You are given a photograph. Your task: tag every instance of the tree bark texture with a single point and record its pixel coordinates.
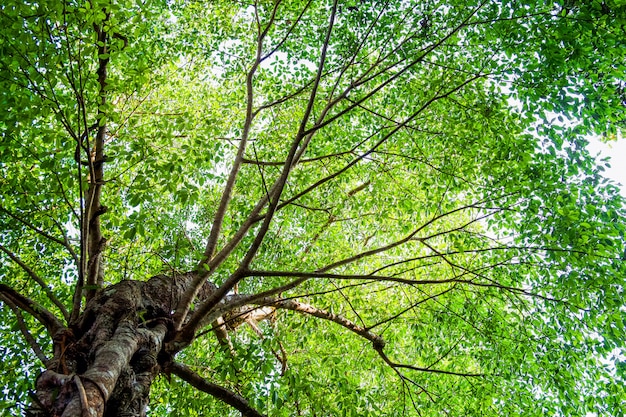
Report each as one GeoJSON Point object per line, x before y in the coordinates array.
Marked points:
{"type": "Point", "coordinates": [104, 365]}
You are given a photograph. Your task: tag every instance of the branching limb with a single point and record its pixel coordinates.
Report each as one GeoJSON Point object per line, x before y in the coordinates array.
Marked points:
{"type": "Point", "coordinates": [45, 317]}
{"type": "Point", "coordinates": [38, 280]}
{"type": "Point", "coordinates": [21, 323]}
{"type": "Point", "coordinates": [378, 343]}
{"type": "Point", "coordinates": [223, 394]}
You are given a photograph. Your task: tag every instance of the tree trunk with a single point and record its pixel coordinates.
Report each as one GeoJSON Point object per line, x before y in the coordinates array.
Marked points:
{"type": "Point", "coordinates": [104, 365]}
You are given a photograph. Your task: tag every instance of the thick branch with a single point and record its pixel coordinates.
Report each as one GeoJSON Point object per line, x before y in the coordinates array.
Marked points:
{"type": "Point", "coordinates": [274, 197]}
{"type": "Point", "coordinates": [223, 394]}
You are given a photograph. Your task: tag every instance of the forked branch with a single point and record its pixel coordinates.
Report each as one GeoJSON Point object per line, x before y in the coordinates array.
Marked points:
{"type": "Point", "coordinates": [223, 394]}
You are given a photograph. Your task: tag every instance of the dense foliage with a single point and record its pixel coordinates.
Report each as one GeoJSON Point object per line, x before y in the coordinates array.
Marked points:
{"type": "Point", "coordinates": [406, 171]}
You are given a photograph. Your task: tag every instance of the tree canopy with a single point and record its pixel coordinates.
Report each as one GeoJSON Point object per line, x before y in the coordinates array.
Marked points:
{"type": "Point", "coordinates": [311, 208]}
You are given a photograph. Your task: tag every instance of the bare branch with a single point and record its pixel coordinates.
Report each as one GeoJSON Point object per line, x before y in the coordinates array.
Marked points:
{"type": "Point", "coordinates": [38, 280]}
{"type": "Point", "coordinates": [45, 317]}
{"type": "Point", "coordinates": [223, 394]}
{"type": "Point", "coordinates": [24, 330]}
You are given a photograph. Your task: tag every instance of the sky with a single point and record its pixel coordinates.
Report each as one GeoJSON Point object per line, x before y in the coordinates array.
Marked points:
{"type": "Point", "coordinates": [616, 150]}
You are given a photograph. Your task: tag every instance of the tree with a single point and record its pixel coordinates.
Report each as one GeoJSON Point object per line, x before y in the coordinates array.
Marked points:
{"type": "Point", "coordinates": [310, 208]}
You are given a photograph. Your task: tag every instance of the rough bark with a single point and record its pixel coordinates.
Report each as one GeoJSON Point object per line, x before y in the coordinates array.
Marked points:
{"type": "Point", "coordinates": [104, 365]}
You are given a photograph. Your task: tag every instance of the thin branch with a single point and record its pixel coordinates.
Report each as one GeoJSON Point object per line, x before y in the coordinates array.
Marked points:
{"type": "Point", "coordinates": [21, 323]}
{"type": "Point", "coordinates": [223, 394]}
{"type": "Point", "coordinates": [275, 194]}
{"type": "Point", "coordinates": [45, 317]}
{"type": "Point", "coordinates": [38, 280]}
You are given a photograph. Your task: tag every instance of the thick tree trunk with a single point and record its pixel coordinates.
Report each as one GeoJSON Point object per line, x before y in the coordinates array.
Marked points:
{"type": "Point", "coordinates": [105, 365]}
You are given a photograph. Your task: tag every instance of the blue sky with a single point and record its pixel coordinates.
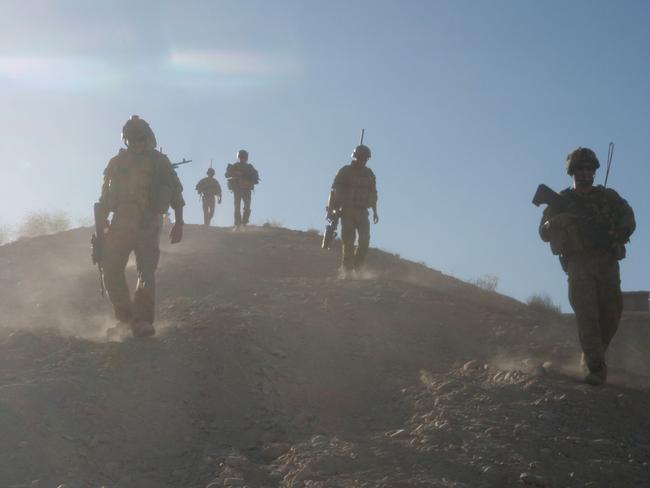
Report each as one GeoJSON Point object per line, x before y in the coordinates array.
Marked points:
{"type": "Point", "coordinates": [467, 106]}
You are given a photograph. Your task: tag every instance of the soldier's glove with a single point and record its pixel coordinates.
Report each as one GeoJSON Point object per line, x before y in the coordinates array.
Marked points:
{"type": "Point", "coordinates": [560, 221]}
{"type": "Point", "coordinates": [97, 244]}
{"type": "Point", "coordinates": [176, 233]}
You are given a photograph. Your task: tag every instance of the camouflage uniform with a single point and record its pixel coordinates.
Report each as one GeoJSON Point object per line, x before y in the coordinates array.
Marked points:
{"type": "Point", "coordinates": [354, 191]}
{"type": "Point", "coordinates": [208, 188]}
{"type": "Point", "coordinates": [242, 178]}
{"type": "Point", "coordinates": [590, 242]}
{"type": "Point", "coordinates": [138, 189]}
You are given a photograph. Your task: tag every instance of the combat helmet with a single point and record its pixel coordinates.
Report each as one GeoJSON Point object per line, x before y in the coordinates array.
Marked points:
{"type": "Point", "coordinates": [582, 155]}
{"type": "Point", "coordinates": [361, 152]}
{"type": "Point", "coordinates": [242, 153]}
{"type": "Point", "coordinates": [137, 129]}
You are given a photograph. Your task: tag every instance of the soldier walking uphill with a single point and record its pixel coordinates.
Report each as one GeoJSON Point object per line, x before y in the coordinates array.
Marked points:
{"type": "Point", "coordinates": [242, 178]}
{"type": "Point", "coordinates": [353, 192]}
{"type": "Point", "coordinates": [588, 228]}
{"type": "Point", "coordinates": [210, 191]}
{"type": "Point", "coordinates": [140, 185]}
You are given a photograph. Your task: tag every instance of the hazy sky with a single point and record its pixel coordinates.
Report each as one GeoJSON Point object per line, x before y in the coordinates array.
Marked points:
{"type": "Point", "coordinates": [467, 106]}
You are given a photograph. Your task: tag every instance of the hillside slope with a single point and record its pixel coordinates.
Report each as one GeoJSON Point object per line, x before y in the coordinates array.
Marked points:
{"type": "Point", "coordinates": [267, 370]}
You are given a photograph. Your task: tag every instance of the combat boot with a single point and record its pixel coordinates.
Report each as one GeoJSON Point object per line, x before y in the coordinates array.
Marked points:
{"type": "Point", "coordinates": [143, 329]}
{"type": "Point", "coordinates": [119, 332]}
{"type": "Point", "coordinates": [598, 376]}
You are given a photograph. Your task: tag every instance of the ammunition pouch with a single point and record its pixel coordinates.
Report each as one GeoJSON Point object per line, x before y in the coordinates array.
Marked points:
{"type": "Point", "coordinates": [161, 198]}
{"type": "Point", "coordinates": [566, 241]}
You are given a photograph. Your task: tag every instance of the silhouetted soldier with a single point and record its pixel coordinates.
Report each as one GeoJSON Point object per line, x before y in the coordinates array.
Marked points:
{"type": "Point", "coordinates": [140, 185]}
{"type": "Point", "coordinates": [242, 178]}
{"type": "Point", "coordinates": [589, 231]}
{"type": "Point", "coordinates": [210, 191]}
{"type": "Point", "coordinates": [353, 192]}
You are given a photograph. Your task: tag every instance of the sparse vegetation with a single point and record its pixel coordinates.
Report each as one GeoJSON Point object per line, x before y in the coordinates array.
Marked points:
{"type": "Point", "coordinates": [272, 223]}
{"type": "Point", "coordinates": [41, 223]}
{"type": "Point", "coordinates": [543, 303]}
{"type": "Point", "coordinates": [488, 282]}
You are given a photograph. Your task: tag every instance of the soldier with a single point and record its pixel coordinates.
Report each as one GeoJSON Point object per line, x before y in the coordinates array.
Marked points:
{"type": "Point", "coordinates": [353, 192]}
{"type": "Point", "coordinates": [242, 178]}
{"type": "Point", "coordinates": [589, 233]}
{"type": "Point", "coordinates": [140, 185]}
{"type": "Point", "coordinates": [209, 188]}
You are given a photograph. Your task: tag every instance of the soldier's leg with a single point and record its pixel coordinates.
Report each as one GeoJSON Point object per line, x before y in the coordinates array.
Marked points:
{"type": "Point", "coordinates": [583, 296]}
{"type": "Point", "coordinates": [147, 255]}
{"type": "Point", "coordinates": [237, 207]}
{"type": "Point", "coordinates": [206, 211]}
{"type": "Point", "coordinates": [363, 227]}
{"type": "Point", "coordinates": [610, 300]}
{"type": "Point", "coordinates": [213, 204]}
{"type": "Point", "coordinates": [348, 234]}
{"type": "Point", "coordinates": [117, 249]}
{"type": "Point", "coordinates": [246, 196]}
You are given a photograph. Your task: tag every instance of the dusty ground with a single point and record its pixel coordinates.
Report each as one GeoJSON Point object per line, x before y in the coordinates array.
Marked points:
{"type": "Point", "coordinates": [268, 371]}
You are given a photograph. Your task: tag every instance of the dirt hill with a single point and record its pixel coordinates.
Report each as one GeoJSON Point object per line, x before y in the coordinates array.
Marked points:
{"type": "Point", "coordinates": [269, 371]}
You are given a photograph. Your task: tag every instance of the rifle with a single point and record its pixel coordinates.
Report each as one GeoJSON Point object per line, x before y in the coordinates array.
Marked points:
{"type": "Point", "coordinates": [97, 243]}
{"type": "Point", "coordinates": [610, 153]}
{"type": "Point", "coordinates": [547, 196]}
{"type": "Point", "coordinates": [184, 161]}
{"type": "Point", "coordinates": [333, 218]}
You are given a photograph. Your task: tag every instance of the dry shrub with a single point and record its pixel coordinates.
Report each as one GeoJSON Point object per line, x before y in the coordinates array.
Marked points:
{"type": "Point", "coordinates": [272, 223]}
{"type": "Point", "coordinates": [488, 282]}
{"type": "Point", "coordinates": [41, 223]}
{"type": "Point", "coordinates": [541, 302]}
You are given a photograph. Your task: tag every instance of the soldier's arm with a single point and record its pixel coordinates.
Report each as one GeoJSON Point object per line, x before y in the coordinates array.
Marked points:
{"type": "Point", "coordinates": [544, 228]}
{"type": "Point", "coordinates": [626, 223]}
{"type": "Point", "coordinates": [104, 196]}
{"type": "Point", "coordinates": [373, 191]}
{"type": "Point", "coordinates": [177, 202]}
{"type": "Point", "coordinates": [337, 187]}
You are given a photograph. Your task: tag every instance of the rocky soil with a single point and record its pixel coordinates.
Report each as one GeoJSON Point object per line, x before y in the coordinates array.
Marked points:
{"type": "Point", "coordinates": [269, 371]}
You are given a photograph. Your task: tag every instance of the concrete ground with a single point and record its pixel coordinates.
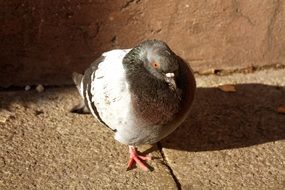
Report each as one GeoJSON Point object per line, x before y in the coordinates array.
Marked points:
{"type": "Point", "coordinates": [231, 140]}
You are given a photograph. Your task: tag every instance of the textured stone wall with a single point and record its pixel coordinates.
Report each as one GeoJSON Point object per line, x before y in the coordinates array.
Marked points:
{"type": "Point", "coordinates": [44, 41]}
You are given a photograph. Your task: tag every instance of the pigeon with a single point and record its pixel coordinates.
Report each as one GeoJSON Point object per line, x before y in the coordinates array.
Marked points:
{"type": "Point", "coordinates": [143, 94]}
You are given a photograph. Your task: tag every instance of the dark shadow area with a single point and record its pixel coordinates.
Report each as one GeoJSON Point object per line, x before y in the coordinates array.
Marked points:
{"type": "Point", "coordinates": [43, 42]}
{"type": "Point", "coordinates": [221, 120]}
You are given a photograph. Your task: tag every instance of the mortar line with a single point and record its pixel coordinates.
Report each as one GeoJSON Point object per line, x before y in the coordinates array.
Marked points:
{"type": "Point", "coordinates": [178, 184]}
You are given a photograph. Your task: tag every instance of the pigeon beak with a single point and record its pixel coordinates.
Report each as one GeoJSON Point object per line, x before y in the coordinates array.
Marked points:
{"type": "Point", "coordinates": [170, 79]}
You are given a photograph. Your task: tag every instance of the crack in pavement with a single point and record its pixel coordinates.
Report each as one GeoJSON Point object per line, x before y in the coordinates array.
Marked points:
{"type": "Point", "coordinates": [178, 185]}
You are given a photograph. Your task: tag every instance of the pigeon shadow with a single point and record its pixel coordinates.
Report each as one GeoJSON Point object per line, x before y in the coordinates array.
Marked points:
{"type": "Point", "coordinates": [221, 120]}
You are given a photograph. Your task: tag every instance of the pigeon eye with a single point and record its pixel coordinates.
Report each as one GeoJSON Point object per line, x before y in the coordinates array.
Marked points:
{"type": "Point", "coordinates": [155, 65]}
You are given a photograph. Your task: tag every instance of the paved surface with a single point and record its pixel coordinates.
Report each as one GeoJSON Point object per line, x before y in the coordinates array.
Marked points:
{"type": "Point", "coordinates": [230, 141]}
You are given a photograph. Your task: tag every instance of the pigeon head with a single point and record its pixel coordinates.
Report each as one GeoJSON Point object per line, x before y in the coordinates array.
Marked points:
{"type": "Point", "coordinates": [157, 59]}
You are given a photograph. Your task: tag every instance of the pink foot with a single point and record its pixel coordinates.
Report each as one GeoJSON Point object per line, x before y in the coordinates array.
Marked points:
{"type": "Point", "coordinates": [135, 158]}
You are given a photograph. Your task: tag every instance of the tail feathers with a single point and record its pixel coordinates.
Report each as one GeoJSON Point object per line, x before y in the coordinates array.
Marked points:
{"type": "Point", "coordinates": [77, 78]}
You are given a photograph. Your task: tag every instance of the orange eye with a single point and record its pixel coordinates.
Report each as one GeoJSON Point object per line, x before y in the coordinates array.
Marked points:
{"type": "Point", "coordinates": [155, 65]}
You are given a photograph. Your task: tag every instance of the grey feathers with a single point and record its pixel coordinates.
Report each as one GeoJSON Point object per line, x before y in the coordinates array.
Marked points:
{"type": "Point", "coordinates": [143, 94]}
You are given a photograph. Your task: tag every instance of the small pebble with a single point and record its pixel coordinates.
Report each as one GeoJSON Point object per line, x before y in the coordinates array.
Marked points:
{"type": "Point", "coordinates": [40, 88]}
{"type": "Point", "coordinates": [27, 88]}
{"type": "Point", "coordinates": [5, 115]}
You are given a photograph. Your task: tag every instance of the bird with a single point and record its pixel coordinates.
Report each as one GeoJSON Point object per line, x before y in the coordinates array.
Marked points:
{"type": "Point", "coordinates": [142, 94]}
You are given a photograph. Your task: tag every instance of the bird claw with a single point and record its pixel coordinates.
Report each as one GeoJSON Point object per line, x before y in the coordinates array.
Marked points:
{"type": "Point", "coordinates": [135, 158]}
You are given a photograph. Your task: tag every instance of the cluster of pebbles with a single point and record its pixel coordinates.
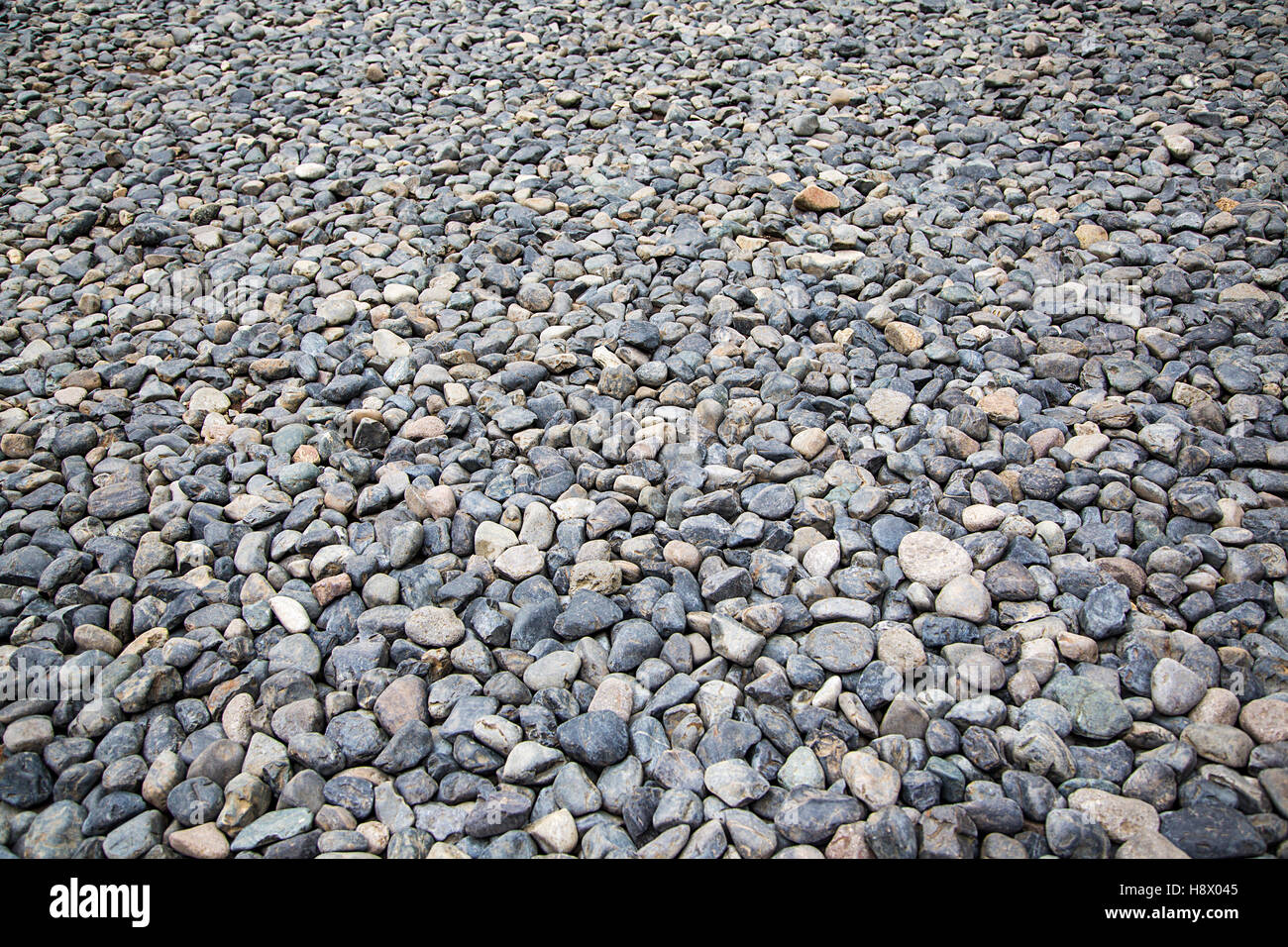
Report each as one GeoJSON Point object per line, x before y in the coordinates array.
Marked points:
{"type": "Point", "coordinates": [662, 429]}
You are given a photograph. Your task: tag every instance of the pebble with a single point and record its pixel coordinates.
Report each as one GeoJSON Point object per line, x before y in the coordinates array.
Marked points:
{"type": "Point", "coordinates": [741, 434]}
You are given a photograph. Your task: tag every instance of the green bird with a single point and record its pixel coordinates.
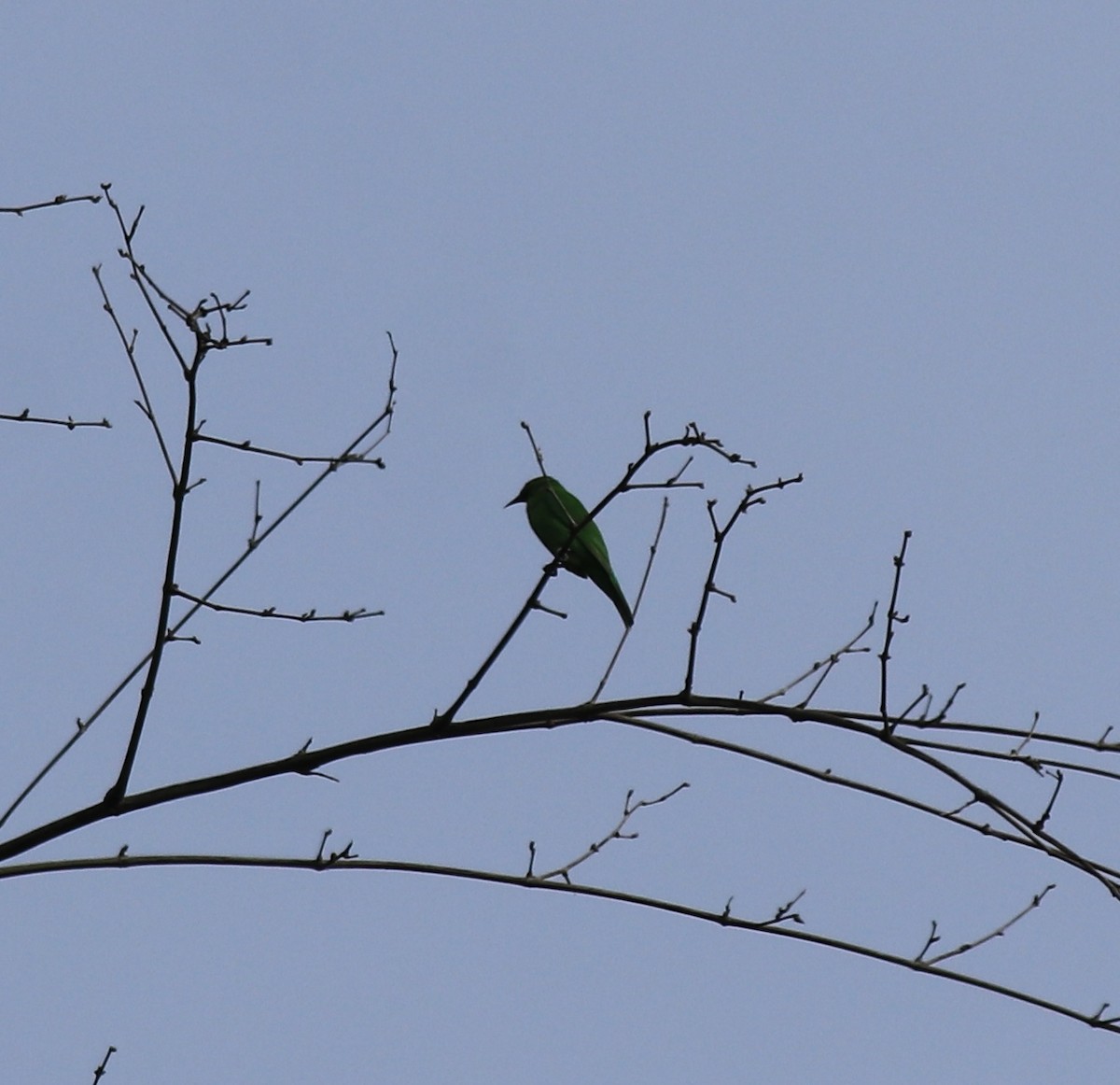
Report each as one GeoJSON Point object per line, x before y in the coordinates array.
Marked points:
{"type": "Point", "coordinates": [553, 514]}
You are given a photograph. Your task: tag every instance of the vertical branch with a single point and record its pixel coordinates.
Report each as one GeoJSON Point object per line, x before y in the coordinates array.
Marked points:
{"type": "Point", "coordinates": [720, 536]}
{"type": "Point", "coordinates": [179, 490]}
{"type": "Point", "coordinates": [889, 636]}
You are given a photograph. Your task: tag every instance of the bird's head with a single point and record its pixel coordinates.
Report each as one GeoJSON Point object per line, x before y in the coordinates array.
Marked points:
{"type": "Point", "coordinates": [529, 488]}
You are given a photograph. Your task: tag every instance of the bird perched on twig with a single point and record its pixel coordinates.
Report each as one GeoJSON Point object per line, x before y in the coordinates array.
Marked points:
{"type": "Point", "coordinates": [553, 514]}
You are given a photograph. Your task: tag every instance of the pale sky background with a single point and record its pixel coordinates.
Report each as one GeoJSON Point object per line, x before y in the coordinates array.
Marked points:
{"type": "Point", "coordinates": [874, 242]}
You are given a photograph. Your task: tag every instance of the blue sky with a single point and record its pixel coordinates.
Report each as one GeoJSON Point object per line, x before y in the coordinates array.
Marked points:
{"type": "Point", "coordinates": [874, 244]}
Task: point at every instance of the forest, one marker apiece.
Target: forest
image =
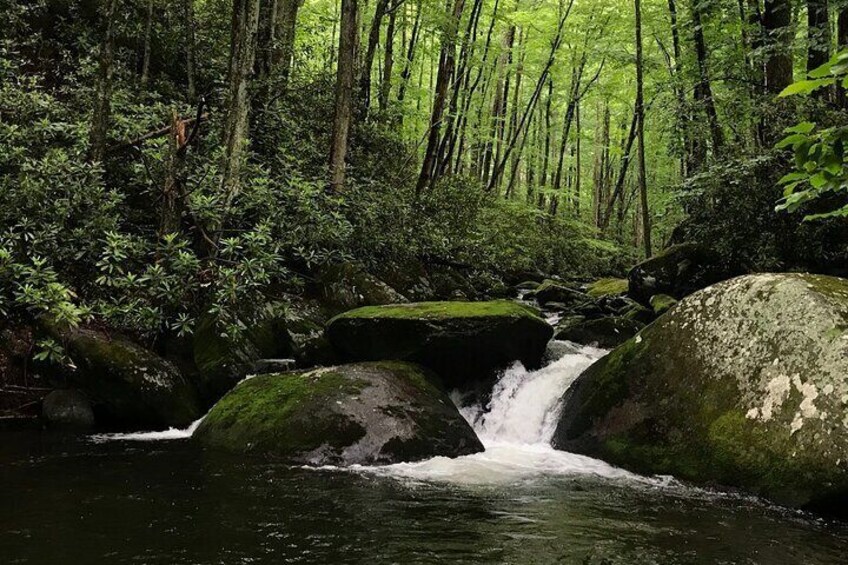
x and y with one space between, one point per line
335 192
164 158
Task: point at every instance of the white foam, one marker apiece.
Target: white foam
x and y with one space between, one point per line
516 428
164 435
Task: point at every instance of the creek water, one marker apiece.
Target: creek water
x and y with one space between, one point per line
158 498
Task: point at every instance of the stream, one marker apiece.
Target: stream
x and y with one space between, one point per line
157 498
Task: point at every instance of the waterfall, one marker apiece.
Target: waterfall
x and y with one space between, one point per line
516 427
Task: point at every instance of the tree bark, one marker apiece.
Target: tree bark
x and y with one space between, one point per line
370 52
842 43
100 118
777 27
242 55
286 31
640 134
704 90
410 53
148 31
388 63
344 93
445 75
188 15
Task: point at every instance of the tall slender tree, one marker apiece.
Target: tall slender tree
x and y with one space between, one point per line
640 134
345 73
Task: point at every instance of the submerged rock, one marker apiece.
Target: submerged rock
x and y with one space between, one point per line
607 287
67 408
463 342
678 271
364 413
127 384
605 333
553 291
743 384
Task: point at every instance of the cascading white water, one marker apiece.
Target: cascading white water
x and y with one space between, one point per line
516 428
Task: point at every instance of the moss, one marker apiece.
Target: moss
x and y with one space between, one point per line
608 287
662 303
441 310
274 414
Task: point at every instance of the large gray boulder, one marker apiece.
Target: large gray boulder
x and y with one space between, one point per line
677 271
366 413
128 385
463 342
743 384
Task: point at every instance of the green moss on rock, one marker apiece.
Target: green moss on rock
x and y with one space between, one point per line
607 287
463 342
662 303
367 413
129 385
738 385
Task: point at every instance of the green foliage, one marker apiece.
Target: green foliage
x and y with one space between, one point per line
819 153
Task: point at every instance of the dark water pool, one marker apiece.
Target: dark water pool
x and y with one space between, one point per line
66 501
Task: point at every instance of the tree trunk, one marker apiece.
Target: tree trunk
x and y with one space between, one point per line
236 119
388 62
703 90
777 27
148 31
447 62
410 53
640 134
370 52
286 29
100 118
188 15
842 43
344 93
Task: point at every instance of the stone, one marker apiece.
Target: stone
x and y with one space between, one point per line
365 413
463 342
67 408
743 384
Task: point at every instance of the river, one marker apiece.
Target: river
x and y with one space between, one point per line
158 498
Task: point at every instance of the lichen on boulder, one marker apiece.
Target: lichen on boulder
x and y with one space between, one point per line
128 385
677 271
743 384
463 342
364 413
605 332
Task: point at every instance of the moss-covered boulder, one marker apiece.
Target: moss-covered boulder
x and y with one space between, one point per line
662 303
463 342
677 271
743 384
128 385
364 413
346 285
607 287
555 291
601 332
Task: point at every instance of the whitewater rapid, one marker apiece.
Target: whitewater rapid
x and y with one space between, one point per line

----

Exercise
Copy exactly the line containing "Task: point at every instance of the dark" and every line after it, ending with the last line of the records above.

Solution to this task
Task: point at every instance of the dark water pool, one marker apiece.
Target: dark water pool
x and y with one space between, one point per line
66 501
Task: point at every instance of the tree trunk, one marker apiece.
Target: tree trunk
x and y with one space between, one point per line
236 119
388 62
703 90
777 27
148 31
447 62
410 53
640 134
370 52
286 29
100 118
188 15
842 43
344 93
Task: point at every instance of the stone, one marker apiece.
Target: stone
x and y with one space between, one point per line
365 413
463 342
67 408
743 384
Task: point at every instance of the river, one marker apiece.
Target: river
x and y with one space between, one point per line
158 498
Task: point at every instance of the lichen on boulder, one marker apiece.
Target: lichen on boulder
x and y with one space between, one point per line
128 385
677 271
743 384
463 342
364 413
605 332
Task: point at every instance of the moss-covered boulder, one marker apiece.
Target: moss-covered boulder
x and y with one space between, one point per line
662 303
463 342
677 271
743 384
128 385
364 413
346 285
607 287
555 291
601 332
Task: point at every instance of the whitewater rapid, one marker apiece.
Target: whitewater rapid
x and y with one space between, one point per line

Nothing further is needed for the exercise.